>> Start

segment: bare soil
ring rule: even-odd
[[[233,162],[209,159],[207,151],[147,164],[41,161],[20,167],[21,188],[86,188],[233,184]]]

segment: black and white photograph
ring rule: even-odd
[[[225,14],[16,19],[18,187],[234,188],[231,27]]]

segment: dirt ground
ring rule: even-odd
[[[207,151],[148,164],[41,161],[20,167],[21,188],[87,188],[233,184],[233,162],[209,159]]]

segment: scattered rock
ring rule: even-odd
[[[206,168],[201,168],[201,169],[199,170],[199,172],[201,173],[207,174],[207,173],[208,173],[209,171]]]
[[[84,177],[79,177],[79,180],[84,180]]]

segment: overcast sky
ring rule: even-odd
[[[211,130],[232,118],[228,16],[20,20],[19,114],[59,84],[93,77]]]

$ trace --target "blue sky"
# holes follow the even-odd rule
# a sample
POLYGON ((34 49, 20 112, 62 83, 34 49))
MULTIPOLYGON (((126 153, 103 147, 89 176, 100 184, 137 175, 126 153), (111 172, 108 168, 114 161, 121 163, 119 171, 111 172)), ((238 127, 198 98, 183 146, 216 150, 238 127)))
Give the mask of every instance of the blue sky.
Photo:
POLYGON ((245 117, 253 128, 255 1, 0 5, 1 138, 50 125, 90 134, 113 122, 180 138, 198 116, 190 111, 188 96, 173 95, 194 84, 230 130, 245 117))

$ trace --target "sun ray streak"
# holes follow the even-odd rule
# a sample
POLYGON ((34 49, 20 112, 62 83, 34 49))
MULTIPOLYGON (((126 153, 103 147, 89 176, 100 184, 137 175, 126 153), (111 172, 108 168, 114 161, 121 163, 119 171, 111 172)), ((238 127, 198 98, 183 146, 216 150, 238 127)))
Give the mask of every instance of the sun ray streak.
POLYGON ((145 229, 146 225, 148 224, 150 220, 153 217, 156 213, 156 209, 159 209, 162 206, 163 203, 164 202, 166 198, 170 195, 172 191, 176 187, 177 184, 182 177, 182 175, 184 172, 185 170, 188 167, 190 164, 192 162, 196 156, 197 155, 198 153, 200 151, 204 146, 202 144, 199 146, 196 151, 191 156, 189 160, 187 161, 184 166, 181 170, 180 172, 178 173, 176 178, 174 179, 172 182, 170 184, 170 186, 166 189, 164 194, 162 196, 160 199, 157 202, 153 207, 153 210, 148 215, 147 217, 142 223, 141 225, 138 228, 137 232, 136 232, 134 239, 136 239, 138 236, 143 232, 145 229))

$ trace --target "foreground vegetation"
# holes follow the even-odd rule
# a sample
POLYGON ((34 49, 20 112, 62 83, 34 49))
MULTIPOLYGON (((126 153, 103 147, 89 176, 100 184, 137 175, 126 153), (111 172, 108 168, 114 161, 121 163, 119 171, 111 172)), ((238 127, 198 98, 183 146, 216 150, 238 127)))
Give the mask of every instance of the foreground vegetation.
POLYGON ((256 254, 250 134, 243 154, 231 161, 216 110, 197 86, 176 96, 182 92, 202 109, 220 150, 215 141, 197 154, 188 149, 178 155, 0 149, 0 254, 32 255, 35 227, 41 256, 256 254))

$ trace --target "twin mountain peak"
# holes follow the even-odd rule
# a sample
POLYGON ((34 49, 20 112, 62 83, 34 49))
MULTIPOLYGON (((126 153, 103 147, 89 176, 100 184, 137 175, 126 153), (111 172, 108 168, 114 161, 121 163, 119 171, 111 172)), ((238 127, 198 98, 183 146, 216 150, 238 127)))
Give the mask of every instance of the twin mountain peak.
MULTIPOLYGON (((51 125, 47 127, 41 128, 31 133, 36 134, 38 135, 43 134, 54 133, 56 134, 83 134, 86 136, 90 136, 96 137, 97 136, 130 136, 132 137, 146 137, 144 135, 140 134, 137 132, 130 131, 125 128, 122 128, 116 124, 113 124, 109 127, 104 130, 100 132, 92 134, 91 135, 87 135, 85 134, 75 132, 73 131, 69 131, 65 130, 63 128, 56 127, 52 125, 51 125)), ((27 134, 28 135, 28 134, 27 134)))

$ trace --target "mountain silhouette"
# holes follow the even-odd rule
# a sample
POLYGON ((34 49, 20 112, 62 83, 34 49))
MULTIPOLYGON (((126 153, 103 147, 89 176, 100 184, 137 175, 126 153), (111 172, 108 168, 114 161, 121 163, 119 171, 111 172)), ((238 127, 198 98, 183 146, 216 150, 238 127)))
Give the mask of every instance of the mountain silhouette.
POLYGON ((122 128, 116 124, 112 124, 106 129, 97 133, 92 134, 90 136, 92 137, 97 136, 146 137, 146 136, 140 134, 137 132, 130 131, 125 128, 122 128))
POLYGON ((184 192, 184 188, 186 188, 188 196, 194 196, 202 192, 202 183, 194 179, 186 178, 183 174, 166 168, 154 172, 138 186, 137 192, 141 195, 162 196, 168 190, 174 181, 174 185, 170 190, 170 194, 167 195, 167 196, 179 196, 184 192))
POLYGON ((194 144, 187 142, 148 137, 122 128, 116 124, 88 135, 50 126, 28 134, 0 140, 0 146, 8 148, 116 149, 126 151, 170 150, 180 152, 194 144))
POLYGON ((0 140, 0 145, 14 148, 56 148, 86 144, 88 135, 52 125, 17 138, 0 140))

>> End

■ Required task
Rescale the data from its first line through the line that contains "POLYGON ((245 117, 253", reproducing every line in that span, requests included. Multiply each coordinate in the answer outlines by 1.7 and round to the nearest whole number, rounding halves up, while leaving all numbers in the requests and their format samples unchanged.

■ Response for this exercise
segment: bare soil
ring rule: even-odd
[[[396,275],[355,270],[352,257],[250,279],[70,274],[34,284],[36,320],[146,320],[396,313]]]

segment: black and white photograph
ring rule: even-odd
[[[383,24],[27,32],[31,318],[398,320],[393,46]]]

segment: dirt ground
ring rule: even-odd
[[[352,257],[252,279],[70,274],[34,284],[36,320],[148,320],[396,313],[396,275],[355,270]]]

segment: scattered rock
ring rule: even-odd
[[[350,286],[342,286],[342,287],[338,289],[338,292],[342,294],[352,296],[352,294],[354,294],[355,291]]]
[[[143,301],[134,301],[134,306],[143,306]]]

segment: overcast sky
ring rule: even-odd
[[[359,221],[394,201],[388,27],[34,34],[32,194],[100,143],[158,131]]]

$ trace --target "blue sky"
# holes follow the even-odd rule
# a sample
POLYGON ((34 49, 20 112, 62 83, 34 49))
MULTIPOLYGON (((126 153, 103 147, 89 176, 100 184, 137 175, 126 153), (111 172, 108 168, 114 161, 121 163, 119 171, 111 172)), ((238 127, 198 98, 183 146, 216 150, 238 127)))
Give the mask of every instance of the blue sky.
Photo:
POLYGON ((417 199, 430 218, 434 2, 0 9, 2 235, 85 213, 153 228, 192 207, 306 235, 337 197, 323 189, 320 163, 294 162, 330 143, 391 221, 417 199))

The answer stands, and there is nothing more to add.